▶ Given request: Rewrite all the records below with "Put down" swapped for "Mark", leaving everything else unchanged.

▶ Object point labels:
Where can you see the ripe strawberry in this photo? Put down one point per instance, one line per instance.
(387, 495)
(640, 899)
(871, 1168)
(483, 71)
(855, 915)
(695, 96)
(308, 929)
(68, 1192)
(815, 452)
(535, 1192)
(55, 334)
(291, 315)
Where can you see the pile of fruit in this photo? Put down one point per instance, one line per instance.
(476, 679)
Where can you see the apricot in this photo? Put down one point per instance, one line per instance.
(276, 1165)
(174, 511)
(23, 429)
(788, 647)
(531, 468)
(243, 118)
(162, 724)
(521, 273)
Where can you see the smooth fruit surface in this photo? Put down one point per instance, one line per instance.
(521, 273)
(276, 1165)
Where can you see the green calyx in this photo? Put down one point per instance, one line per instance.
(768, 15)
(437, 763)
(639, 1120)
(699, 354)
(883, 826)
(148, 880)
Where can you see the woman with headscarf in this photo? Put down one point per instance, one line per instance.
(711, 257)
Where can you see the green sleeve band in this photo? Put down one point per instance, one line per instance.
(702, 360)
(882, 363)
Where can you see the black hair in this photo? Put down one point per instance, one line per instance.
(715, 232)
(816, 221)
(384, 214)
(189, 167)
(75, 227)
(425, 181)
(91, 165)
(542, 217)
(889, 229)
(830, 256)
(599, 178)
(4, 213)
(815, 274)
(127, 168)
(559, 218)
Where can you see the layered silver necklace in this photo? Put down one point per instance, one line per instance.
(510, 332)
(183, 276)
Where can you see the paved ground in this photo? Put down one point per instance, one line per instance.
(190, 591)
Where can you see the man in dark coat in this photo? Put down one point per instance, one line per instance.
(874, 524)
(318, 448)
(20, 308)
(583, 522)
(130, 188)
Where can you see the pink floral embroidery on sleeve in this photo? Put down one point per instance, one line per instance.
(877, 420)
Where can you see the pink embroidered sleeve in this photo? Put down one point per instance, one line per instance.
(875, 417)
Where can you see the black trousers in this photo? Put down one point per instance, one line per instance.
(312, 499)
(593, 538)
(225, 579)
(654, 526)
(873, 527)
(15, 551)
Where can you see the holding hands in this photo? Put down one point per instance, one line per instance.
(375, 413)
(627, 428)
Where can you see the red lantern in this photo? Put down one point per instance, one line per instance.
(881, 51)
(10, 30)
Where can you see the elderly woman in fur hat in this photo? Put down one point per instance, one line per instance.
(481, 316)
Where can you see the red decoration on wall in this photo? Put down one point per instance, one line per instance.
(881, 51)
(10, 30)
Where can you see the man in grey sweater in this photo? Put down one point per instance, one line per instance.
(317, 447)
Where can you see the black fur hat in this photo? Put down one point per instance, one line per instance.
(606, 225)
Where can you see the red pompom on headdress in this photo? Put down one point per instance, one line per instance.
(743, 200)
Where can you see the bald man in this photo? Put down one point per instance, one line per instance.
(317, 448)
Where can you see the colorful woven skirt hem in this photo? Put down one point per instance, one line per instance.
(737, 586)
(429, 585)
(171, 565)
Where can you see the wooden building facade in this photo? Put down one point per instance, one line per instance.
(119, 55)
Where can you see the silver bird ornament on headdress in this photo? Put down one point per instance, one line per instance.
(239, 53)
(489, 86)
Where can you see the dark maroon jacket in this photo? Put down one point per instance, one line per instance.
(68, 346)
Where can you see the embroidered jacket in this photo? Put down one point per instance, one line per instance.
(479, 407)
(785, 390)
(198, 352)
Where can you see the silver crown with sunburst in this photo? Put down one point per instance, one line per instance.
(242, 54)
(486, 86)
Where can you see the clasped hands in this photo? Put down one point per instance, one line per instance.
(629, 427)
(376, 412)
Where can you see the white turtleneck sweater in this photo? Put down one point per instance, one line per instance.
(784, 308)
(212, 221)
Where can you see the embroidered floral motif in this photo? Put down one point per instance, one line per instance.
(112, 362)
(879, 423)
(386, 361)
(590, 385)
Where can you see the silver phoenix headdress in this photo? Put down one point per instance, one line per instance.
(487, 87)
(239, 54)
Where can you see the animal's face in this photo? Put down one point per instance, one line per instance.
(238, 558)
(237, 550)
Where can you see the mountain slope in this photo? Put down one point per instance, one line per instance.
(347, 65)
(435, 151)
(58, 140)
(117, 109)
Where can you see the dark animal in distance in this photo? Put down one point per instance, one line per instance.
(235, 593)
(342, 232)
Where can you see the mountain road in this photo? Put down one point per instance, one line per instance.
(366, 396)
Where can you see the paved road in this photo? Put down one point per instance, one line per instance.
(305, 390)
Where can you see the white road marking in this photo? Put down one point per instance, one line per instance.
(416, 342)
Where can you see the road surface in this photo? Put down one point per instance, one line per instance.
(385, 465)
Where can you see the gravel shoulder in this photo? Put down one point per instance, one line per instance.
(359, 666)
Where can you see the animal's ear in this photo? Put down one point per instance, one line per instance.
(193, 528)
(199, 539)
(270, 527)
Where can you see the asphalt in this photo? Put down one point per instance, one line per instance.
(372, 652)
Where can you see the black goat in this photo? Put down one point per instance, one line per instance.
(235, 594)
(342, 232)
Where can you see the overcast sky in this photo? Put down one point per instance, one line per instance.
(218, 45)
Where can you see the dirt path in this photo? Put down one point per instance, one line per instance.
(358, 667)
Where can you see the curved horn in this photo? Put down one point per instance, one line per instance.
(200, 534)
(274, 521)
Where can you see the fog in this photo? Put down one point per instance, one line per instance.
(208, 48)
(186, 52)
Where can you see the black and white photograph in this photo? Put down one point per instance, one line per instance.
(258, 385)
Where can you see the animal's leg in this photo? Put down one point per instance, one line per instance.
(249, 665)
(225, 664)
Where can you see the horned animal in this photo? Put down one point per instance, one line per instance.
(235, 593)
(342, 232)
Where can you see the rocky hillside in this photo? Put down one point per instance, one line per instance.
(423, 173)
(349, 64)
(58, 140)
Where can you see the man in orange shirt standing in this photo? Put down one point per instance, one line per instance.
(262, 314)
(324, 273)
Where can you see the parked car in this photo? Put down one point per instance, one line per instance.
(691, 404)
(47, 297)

▶ Response below:
Where can you see the ripe strawberry in this photo? Mark one point per instance, one line per instance.
(387, 495)
(640, 899)
(871, 1168)
(483, 71)
(855, 915)
(695, 96)
(308, 929)
(68, 1192)
(815, 452)
(535, 1192)
(55, 334)
(291, 315)
Where can you see the pile of fruit in this photo? Mark one point per instance, one line per instance.
(476, 679)
Where can you see the apricot in this photo? Mark one point per instance, one line per instance.
(276, 1165)
(174, 511)
(23, 429)
(788, 647)
(531, 468)
(243, 118)
(162, 724)
(521, 273)
Where can you see the smooth fruit surface in this photo? Mark one point per instance, one line per instance.
(521, 273)
(276, 1165)
Where can you see the green calyx in this photo? Mark one point per instance, one line per instance.
(768, 15)
(437, 763)
(639, 1120)
(699, 354)
(883, 826)
(148, 880)
Where can you see the woman with headscarf in this photo? Mark one point per instance, one line per instance.
(711, 257)
Where can you see the green sleeve band in this photo? Mark one point per instance, one line per instance.
(702, 360)
(882, 363)
Where can you see the black hair in this photo? Mark one point per instance, one line per instance.
(715, 232)
(816, 221)
(384, 214)
(189, 167)
(75, 227)
(425, 181)
(91, 165)
(542, 217)
(889, 229)
(830, 256)
(599, 178)
(4, 213)
(815, 274)
(127, 168)
(559, 218)
Where can you see the layered silver necklace in this photo? Mark one point per instance, one line per instance.
(510, 332)
(183, 276)
Where can you see the paved ground in this photo? Mark one point per instance, one line per instance.
(190, 591)
Where can you see the man in dark coat in this photo? Mark one point per instance, one line per instance.
(874, 524)
(318, 448)
(20, 308)
(583, 522)
(130, 188)
Where can you see the pink floral embroidery on sleeve in this photo? Mark one point per instance, one line per instance.
(877, 420)
Where can you see the pink embroidered sleeve in this photo? Mark one point per instance, one line per instance.
(875, 417)
Where can you see the black trousers in this photo? Mark one point per instance, one line per instance.
(312, 499)
(593, 538)
(225, 579)
(654, 526)
(873, 527)
(15, 551)
Where can you see the holding hands in this photo? Mark one point per instance, one line per instance.
(375, 413)
(627, 428)
Where can you see the red lantern in this photo? Mark one point per instance, one line per instance.
(881, 51)
(10, 30)
Where can you see the elderly woman in fur hat in this photo? Mark one point per instance, one line per instance.
(481, 316)
Where can you see the red decoration on wall in this photo? Mark one point per instance, one line per instance.
(881, 51)
(10, 30)
Where can you see the man in grey sweater in this photo? Mark one point per instance, one line per instance.
(317, 447)
Where can you see the black fur hat in this photo? Mark one point per instance, one line per instance.
(606, 225)
Where can you see the red pompom on headdress in this photo? Mark one point per instance, one line per instance.
(743, 200)
Where can you see the bald man in this photo? Mark one point per instance, one line per instance.
(317, 448)
Where can you see the colorful woven skirt hem in this photo? Mark one point per instance, one line per instance.
(737, 586)
(429, 585)
(171, 565)
Where can you see the wooden building facade in this photo? Mark one point per instance, one line per instance.
(119, 55)
Where can you see the silver bird ornament on headdress in this photo? Mark one point per instance, one line per instance.
(239, 53)
(489, 86)
Where can you see the dark maroon jacket in this photo? Mark one point per instance, one line per instance.
(68, 346)
Where can you see the embroidered jacket in this photo? Mark one point per instance, one line per instance.
(479, 407)
(785, 390)
(198, 352)
Where can you see the silver crown with sunburst in this photo? Mark one point per instance, one line per instance.
(242, 54)
(486, 86)
Where can you see the clasped hands in this photo? Mark one point per instance, one line per instance.
(629, 427)
(376, 412)
Where can you see the white turtleneck sweater in this photo? Mark one point per instance, one line per instance.
(784, 308)
(212, 221)
Where can you see the embroidered floral motif in this photo? Mark one point per instance, one line per instance.
(112, 362)
(879, 423)
(386, 361)
(590, 385)
Where can you see the silver phoenix headdress in this photo? Mark one point per instance, one line per instance.
(487, 87)
(239, 54)
Where can you see the animal's face in this photo? Mark one point per instance, one line per instance.
(238, 558)
(237, 550)
Where can you see the mountain slope in this photo? Mark one point per instance, one line per instance.
(347, 65)
(435, 151)
(58, 140)
(117, 109)
Where can you see the dark animal in distance in this photo? Mark one point per instance, one line per instance.
(235, 593)
(342, 232)
Where can you see the mountain road in this photo? Mark one point per instance, one line per instance.
(366, 396)
Where can you see the paved road in this photo? Mark one point per instance, one line per instance.
(305, 390)
Where can you see the white road marking in this photo? Mark one point per instance, one line per instance.
(416, 342)
Where can you see the road surface in this photo? Mark one point per instance, one line per instance.
(385, 465)
Where can you see the gravel shoulder in this photo? Mark one point per instance, one line per instance.
(359, 666)
Where can you see the animal's ear in this photo? Mark one point per instance, one line per instance.
(193, 528)
(199, 539)
(270, 527)
Where can you see the asphalt in this photo? Mark one point per instance, one line per instance.
(372, 652)
Where can you see the black goat in this photo? Mark one point per instance, one line per instance.
(235, 594)
(342, 232)
Where can you see the overcast sky in this photo? Mark one point per instance, one line per instance.
(218, 45)
Where can you see the dirt path in this photo? Mark one point per instance, one line per instance.
(358, 667)
Where can you see the curved horn in this photo? Mark one point per instance, one line per instance.
(200, 534)
(274, 521)
Where can you see the fog in this photo? Mark one point per instance, one line per instance.
(208, 48)
(186, 52)
Where can you see the black and white photograph in this photo? Mark one point per instance, one line per instance.
(258, 385)
Where can you see the animal's leg in this photo? Mark one point per instance, one line per instance.
(249, 665)
(225, 664)
Where can you see the horned animal in this photo? Mark one point per instance, one line per instance.
(235, 593)
(342, 232)
Where can you see the rocky hillside in this photo? Mark one point per instance, one line per instance.
(423, 173)
(349, 64)
(58, 140)
Where can you see the man in orange shirt standing in this photo? Mark one point per instance, one line per instance.
(262, 314)
(324, 273)
Where can you see the parked car in this photo? Mark one point per instance, one line per instance.
(691, 404)
(47, 297)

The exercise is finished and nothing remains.